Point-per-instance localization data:
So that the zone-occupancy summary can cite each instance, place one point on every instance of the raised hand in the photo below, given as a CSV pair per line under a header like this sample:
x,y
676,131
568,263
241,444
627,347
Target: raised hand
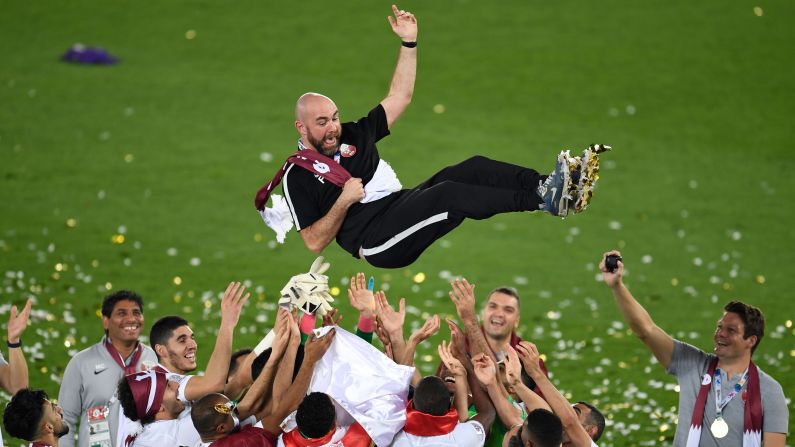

→ TASK
Copy all the lines from the data above that hold the word "hand".

→ ANSWER BOX
So that the zone-occupancy summary can cite each instance, place one point on every instance of the raised hand in the photo below, given as a CSV pair per line under a header like this sample:
Target: raised hand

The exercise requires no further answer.